__任务要求__. 下面的摘录讲的是用水龙头灌溉花园的题目。请逐条列出摘录中“提示：”下面的所有约束条件。

__所给摘录__.
_ _ _ _ _ _ _

输入：n = 3, ranges = [0,0,0,0]
输出：-1
解释：即使打开所有水龙头，你也无法灌溉整个花园。

提示：

1 <= n <= 10^4
ranges.length == n + 1
0 <= ranges[i] <= 100

思路：

贪心
将所有区间按照起点排序
选择当前起点能够到达的最右边的的区间加入结果
时间复杂度为 O(nlgn), 空间复杂度为 O(n)

代码:

C++:

class Solution 
{
public:
    int minTaps(int n, vector<int>& ranges) 
    {
        vector<pair<int, int>> taps(n + 1);
        for (int i = 0; i <= n; i++)
        {
            taps[i].first = i - ranges[i];
            taps[i].second = i + ranges[i];
        }
        sort(taps.begin(), taps.end());
        int result = 0, right = 0, left = 0;
        while (right < n)

_ _ _ _ _ _ _

(数据集片段)
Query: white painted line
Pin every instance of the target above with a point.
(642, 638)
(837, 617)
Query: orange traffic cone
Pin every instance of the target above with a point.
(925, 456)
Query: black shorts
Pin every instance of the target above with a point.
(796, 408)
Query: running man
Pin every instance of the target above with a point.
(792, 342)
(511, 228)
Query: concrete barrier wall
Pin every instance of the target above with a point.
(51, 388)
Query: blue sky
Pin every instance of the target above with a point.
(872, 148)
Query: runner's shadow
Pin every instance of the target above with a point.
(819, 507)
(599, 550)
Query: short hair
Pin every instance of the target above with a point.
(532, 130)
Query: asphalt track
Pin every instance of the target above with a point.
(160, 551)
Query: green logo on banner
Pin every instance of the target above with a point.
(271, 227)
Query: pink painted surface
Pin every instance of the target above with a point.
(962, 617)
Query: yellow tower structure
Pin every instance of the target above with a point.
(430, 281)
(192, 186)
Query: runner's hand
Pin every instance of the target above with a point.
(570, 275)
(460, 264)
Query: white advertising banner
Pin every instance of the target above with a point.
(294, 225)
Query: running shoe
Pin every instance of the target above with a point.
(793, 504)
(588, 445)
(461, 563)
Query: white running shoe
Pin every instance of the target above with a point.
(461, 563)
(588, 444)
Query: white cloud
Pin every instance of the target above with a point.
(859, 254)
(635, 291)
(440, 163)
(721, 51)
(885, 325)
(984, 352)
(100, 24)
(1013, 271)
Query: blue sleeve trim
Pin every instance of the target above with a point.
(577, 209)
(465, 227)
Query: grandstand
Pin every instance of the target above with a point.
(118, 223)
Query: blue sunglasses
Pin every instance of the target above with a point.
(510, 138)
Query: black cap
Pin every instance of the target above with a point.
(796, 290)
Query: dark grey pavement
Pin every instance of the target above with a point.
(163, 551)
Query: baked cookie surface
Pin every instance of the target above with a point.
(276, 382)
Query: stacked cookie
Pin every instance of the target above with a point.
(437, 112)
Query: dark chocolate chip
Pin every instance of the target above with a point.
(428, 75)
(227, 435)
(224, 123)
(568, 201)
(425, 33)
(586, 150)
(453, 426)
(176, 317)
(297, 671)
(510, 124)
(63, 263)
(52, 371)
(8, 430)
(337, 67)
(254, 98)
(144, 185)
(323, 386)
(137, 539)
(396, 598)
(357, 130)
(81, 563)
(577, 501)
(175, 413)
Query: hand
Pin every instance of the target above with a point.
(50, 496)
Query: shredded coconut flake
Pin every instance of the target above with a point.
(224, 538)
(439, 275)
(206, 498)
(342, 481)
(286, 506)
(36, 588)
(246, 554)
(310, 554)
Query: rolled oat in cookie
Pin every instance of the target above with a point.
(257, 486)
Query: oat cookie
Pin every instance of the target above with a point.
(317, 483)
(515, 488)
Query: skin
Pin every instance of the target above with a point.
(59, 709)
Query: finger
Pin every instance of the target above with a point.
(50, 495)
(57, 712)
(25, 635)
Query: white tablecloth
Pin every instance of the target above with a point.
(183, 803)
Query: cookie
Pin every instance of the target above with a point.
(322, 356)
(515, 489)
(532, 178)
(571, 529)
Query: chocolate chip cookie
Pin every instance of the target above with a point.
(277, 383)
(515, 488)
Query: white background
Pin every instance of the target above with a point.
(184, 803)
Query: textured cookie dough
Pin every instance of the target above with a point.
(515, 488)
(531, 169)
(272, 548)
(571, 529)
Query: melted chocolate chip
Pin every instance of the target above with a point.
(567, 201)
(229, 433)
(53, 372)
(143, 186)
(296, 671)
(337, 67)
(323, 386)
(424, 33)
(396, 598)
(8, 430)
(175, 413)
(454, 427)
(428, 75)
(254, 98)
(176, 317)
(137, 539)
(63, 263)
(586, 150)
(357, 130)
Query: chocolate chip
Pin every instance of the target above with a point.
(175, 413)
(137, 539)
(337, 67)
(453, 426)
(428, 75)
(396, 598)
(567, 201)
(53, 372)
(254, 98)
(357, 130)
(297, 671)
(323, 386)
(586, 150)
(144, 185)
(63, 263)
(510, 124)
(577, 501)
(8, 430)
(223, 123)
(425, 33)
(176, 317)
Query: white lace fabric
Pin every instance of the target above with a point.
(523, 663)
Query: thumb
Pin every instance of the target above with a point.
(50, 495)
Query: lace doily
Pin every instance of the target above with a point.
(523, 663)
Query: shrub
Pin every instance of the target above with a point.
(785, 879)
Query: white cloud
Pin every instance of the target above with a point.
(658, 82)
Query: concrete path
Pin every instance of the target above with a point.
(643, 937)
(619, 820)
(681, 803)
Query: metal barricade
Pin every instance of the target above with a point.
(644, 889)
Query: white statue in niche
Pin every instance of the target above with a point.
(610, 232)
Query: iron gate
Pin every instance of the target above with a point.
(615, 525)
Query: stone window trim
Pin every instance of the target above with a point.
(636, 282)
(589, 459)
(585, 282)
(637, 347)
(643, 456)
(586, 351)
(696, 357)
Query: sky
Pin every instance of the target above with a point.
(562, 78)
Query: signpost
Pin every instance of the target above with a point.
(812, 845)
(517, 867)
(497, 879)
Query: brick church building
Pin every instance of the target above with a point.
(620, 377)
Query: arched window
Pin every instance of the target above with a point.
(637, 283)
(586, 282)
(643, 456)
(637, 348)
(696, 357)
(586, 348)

_ _ _ _ _ _ _

__本题解答__.
1 <= n <= 10^4
ranges.length == n + 1
0 <= ranges[i] <= 100